Graças a essas providências, não houve problema de continuidade quando ele morreu, em abril de 1986. O Liberal continuou a crescer, principalmente pela via da modernização industrial, e pela incompetência dos seus concorrentes (o que já fora decisivo quando Romulo, assumindo o mais fraco dos jornais diários, colocou-o no topo do ranking cinco anos depois). Mas em vez de complementar essa ousadia em investimentos em capital fixo com aplicações em material humano e em consistência administrativa, o jornal passou a usar seu incontestável poder de pressão para extrair receitas crescentes do poder público, em especial do governo do estado.


A fórmula que garantiu uma expansão constante da empresa em meio a tantas crises ao redor revela mais uma vez a sua fragilidade: as poderosas e impressionantes Organizações Romulo Maiorana se tornaram patologicamente dependentes de verbas públicas de publicidade e assemelhadas, em grandes doses.


Essa dependência já se manifestara quando Jader Barbalho assumiu pela segunda vez o governo do Pará, em 1991. Depois de sofrer uma campanha sistemática e agressiva, tentou retaliar os Maiorana, que o boicotavam, fechando o caixa do tesouro. Mas, aos poucos, acabou cedendo às exigências. Pragmaticamente falando, não tinha escolha: qual a outra alternativa, num mercado de virtual monopólio, como o da imprensa paraense naquela época (98% dos leitores de jornal liam O Liberal, dizia a propaganda, que, já então, talvez fosse mesmo enganosa, mas ninguém conferiu)? O império Maiorana ganhou essa batalha, depois de perder a guerra eleitoral.


Manipulação de informações


O segundo momento se apresentou quando Edmilson Rodrigues, então no PT, assumiu a prefeitura de Belém pela primeira vez, em 1997. Ele tentou seguir o caminho de ataque de Jader Barbalho, mas acabou retornando pelo mesmo caminho de composição: provavelmente concedeu ao império ainda mais verba do que seu antecessor, Hélio Gueiros, que era um aliado, mas deixou cascas de banana na rota de saída do Palácio Antônio Lemos (que o novo alcaide precisou recolher, a peso de ouro).


Nos três entreveros seguintes – com a Rede/Celpa, o Banco da Amazônia e a Companhia Vale do Rio Doce, três das mais poderosas empresas em atuação no Estado – os Maiorana também se saíram bem. A CVRD, que chegou a contestar judicialmente a cobrança de um título supostamente não pago (sem o endosso do emitente) apresentado em nome de Delta Publicidade. A Vale replicou com uma ação de indenização, algo inédito nos anais do grupo Liberal, recuou, fez acordo, voltou a despejar publicidade nos veículos e nunca mais tocou nas demandas em juízo, que dormem a sono solto na 8ª e na 18ª varas cíveis de Belém.

- - - - -

Instruções de trabalho. Repita sem alterações a passagem do texto acima sobre o jornal O Liberal que começa nas palavras "O segundo momento" e termina depois de "peso de ouro).".

Dados brutos.

- - - - -

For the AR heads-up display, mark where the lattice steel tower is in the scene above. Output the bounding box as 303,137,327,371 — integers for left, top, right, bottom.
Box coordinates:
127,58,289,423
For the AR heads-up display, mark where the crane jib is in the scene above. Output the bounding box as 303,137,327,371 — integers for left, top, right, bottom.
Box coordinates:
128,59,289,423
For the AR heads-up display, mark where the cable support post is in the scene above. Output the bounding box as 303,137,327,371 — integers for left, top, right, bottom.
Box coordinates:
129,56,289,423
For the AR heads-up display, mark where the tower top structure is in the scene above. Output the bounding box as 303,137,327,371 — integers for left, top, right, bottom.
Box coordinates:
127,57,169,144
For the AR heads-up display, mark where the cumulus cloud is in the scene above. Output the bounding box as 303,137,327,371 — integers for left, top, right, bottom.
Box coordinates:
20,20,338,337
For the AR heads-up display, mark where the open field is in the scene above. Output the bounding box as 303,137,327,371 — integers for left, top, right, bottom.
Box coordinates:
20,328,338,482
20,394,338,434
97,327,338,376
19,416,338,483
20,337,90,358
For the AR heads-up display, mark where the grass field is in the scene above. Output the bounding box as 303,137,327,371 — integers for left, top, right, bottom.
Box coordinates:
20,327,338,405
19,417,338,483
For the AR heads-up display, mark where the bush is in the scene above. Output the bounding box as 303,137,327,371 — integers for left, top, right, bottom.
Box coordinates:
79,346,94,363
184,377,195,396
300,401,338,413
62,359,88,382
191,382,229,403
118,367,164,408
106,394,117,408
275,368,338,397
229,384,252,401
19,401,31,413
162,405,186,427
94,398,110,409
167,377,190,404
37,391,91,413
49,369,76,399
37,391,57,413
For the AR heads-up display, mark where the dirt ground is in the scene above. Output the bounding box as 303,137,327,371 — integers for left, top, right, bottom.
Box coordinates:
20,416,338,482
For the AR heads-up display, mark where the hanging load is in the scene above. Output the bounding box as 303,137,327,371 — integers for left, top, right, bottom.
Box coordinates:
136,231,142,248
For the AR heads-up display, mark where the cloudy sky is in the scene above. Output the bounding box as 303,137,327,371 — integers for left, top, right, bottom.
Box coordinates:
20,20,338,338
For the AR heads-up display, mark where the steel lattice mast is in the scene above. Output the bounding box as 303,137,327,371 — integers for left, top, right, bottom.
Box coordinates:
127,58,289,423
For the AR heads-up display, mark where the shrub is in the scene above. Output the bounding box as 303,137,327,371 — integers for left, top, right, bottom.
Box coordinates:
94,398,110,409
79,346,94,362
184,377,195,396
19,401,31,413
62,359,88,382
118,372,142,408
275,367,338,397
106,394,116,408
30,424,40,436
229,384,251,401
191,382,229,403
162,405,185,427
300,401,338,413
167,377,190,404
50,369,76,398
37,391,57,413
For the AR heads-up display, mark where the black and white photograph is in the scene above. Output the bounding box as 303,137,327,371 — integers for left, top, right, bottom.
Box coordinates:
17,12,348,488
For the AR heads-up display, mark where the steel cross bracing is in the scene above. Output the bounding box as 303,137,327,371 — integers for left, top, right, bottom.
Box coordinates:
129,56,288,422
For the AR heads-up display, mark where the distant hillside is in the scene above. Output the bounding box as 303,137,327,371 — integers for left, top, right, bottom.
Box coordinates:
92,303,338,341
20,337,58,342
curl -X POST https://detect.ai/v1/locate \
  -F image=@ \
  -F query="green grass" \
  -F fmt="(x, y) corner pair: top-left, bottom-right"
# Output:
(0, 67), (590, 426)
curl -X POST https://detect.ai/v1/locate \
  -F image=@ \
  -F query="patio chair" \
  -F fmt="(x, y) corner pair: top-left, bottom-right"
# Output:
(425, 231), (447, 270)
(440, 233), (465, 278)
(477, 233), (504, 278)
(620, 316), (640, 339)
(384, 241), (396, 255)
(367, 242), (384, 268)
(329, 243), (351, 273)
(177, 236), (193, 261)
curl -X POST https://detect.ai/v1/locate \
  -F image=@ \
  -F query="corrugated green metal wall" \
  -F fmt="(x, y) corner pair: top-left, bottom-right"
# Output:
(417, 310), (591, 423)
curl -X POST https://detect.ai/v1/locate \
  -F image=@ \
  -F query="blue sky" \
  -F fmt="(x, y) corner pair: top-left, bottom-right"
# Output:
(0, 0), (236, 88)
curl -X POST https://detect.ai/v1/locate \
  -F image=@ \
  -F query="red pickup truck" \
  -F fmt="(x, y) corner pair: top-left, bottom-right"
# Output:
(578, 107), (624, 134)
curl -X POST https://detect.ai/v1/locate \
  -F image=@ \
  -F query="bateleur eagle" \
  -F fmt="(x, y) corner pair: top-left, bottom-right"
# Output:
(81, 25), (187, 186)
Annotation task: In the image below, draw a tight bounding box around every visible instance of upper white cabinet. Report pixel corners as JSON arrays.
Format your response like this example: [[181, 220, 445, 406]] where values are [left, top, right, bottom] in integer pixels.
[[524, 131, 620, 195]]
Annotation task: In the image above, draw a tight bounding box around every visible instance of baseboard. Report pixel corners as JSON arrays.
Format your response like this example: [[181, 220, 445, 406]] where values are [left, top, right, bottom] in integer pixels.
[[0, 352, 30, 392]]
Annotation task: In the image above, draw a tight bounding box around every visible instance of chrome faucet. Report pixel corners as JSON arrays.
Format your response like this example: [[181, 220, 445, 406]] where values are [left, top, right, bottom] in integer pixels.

- - - - -

Resposta à tarefa.
O segundo momento se apresentou quando Edmilson Rodrigues, então no PT, assumiu a prefeitura de Belém pela primeira vez, em 1997. Ele tentou seguir o caminho de ataque de Jader Barbalho, mas acabou retornando pelo mesmo caminho de composição: provavelmente concedeu ao império ainda mais verba do que seu antecessor, Hélio Gueiros, que era um aliado, mas deixou cascas de banana na rota de saída do Palácio Antônio Lemos (que o novo alcaide precisou recolher, a peso de ouro).